▸ **SOURCE PASSAGE**:
+ + + +

Today Chile’s social structure can be roughly divided into three classes. In the upper class are members of the old landed aristocracy as well as a more recently wealthy group of industrialists, merchants, politicians, and military men. Although these two segments of the upper class have power and prestige in common, they are often at odds politically and economically. Both groups supported the imposition of military rule, but by the end of the 1980s many backed the restoration of democratic politics.

Chile’s lower class consists of farm laborers, crafts workers, factory workers, and miners. This is the class that backed Salvador Allende’s coalition before 1973, that suffered the most from the policies of the military regime, and that again turned to left-wing parties after the end of military rule in 1990. Sharply falling real wages—wages calculated in terms of buying power—from the mid-1970s to the early 1990s increased the size of this group. Government policy in the 1990s and early 2000s endeavored to improve the health and education of this neglected part of the population.

The middle class, largely urban, is extremely varied in incomes, occupations, and interests. It is composed of professionals, teachers and university professors, civil servants, many private employers, and some small merchants, industrialists, and investors. Many members of the middle class benefited from Chile’s rapid economic growth in the late 1980s and throughout the 1990s. Politically, members of the middle class participate in all parties.

Social mobility has been high in Chile, and upward social movement has been common. The period of military rule in the late 1900s at first appeared to be simply reactionary and traditionalist. But the free-market economic policies that it adopted ultimately led to increased social mobility.

+ + + +

▸ **SUPPLIED MATERIAL**:
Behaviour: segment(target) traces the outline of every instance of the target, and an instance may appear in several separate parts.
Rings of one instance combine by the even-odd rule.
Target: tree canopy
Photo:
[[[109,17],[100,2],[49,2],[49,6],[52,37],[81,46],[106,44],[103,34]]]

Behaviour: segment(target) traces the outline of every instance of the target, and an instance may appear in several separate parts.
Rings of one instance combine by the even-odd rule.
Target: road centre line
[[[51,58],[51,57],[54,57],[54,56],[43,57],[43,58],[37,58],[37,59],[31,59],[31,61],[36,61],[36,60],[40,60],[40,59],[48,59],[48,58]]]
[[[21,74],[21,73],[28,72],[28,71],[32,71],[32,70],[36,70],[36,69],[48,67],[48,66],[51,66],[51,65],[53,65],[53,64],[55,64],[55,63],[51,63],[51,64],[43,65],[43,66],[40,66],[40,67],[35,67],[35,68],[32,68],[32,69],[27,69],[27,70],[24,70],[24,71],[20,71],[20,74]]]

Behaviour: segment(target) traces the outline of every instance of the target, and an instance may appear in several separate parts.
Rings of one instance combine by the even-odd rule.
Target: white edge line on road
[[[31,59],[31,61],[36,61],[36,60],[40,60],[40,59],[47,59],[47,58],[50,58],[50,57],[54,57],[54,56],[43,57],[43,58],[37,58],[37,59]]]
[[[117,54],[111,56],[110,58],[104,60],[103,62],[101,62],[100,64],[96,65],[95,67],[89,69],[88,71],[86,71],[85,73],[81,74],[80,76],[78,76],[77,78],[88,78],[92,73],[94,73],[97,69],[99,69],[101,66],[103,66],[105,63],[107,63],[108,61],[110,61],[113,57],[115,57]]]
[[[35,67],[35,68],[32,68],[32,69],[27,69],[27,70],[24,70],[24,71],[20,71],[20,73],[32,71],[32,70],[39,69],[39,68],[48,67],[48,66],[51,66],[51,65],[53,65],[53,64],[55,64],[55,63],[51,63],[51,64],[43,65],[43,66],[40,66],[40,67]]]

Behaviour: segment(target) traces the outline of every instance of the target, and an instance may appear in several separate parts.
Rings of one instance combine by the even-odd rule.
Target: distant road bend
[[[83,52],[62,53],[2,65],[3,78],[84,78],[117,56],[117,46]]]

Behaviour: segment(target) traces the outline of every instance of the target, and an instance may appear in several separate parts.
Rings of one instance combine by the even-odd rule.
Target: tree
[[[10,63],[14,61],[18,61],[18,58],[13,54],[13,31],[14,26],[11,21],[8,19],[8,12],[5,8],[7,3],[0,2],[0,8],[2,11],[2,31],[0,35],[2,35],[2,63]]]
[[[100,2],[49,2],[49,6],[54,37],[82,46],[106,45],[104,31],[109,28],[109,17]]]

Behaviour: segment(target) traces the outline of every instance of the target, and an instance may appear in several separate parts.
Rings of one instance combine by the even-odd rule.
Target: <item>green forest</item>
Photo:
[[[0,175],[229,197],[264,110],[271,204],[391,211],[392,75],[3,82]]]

+ + + +

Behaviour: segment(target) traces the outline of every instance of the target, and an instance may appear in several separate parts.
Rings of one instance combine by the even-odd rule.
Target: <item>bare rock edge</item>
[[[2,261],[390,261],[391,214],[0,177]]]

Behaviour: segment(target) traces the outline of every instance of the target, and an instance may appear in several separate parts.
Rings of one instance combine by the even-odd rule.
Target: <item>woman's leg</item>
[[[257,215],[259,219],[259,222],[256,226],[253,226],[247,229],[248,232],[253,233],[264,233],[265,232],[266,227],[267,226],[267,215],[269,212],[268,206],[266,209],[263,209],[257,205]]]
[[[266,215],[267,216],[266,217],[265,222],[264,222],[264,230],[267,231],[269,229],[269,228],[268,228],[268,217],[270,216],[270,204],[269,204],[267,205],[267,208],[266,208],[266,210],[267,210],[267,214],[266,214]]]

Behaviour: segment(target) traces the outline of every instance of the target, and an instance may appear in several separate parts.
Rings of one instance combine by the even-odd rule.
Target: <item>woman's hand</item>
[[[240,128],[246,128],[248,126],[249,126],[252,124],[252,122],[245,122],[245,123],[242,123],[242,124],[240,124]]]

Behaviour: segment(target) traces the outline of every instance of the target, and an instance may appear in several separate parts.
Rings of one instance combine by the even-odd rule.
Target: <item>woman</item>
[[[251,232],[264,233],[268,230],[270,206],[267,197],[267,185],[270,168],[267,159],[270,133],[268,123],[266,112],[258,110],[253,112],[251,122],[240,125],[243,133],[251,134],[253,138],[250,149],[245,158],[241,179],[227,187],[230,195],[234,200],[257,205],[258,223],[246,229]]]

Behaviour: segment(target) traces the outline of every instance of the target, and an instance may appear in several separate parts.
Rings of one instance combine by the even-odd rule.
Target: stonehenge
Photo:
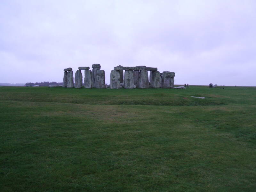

+ + + +

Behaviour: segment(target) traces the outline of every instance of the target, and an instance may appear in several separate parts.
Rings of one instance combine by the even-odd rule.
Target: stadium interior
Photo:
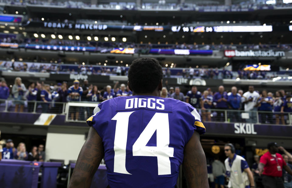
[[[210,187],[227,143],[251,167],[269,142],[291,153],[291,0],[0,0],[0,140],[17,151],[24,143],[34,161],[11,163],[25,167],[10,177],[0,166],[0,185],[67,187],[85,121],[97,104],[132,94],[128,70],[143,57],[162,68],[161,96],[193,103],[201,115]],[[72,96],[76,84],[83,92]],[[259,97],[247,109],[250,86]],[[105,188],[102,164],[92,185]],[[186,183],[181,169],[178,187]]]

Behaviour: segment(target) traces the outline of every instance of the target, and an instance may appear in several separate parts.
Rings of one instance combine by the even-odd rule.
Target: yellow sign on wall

+ + + +

▸ **PROBLEM DETAILS**: Output the full passage on Chile's social classes again, word for word.

▸ **COMPLETE RESPONSE**:
Today Chile’s social structure can be roughly divided into three classes. In the upper class are members of the old landed aristocracy as well as a more recently wealthy group of industrialists, merchants, politicians, and military men. Although these two segments of the upper class have power and prestige in common, they are often at odds politically and economically. Both groups supported the imposition of military rule, but by the end of the 1980s many backed the restoration of democratic politics.

Chile’s lower class consists of farm laborers, crafts workers, factory workers, and miners. This is the class that backed Salvador Allende’s coalition before 1973, that suffered the most from the policies of the military regime, and that again turned to left-wing parties after the end of military rule in 1990. Sharply falling real wages—wages calculated in terms of buying power—from the mid-1970s to the early 1990s increased the size of this group. Government policy in the 1990s and early 2000s endeavored to improve the health and education of this neglected part of the population.

The middle class, largely urban, is extremely varied in incomes, occupations, and interests. It is composed of professionals, teachers and university professors, civil servants, many private employers, and some small merchants, industrialists, and investors. Many members of the middle class benefited from Chile’s rapid economic growth in the late 1980s and throughout the 1990s. Politically, members of the middle class participate in all parties.

Social mobility has been high in Chile, and upward social movement has been common. The period of military rule in the late 1900s at first appeared to be simply reactionary and traditionalist. But the free-market economic policies that it adopted ultimately led to increased social mobility.